DATASET:
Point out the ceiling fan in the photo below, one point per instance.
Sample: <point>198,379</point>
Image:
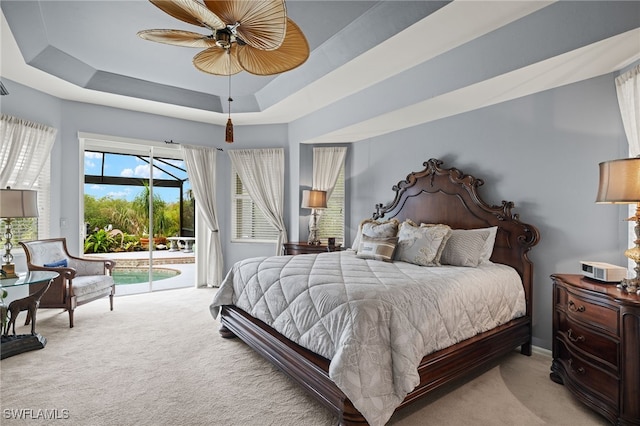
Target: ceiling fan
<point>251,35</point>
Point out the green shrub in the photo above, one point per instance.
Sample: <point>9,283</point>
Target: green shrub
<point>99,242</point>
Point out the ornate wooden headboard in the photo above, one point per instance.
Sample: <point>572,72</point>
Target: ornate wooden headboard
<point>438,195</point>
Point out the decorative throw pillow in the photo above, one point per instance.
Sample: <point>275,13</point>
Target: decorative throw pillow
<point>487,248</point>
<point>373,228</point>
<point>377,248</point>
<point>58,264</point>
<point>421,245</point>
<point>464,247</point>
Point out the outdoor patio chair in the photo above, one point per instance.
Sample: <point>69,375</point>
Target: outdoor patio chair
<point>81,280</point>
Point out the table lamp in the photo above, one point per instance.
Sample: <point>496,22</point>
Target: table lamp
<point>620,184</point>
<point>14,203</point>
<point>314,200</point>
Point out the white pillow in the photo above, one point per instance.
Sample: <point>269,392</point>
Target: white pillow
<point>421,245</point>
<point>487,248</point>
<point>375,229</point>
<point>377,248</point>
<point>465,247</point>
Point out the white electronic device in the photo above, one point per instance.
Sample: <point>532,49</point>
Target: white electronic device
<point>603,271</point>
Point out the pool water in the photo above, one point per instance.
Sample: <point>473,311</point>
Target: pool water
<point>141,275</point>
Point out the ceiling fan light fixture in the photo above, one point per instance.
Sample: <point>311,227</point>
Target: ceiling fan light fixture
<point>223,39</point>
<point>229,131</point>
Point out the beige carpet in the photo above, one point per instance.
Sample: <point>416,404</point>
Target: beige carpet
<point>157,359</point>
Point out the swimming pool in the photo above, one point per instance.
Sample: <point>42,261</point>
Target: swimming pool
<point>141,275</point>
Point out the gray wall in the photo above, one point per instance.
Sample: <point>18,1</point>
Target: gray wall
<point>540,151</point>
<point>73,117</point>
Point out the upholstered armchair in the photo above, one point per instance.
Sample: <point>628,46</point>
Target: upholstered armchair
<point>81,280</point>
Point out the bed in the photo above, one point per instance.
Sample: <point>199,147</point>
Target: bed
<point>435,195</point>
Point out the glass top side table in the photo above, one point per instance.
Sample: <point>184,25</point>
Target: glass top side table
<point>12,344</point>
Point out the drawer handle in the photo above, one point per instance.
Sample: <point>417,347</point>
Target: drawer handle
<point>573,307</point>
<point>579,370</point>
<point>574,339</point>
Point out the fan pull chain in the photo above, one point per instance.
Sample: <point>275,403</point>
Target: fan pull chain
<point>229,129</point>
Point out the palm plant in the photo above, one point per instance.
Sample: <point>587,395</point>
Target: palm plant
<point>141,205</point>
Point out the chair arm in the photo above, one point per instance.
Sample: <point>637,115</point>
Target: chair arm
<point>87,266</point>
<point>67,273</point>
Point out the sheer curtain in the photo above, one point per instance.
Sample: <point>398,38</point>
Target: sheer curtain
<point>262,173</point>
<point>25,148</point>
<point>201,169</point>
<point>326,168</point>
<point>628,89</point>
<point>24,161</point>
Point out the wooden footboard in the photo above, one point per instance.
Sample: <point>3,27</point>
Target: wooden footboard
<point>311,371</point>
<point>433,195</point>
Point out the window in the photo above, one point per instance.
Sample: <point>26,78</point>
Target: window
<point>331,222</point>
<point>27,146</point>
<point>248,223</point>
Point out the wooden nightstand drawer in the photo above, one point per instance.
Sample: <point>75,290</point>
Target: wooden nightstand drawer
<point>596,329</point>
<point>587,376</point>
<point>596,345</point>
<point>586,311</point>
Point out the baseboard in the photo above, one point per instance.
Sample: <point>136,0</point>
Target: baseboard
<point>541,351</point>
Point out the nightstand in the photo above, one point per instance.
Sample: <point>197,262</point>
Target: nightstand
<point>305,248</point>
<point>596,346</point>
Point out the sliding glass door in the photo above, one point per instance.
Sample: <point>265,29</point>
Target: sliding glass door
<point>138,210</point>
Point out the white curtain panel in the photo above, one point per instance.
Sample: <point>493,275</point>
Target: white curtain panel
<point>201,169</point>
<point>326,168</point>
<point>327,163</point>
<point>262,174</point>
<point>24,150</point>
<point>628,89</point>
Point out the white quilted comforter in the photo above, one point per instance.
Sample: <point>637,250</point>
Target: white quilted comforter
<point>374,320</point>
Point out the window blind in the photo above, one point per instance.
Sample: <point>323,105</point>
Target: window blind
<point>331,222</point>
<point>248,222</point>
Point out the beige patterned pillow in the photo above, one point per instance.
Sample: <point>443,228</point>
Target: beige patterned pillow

REQUIRED TASK: Format the records starting with the line with "Point out the sliding" and going on through the line with "<point>138,210</point>" as a two-column CSV with the columns request and answer. Give one row per request, put each field in quotes, and turn line breaks into spaces.

RESULT:
request,answer
"Point out the sliding glass door in the photo above, one point per instance. Sample: <point>265,29</point> Target: sliding glass door","<point>138,210</point>"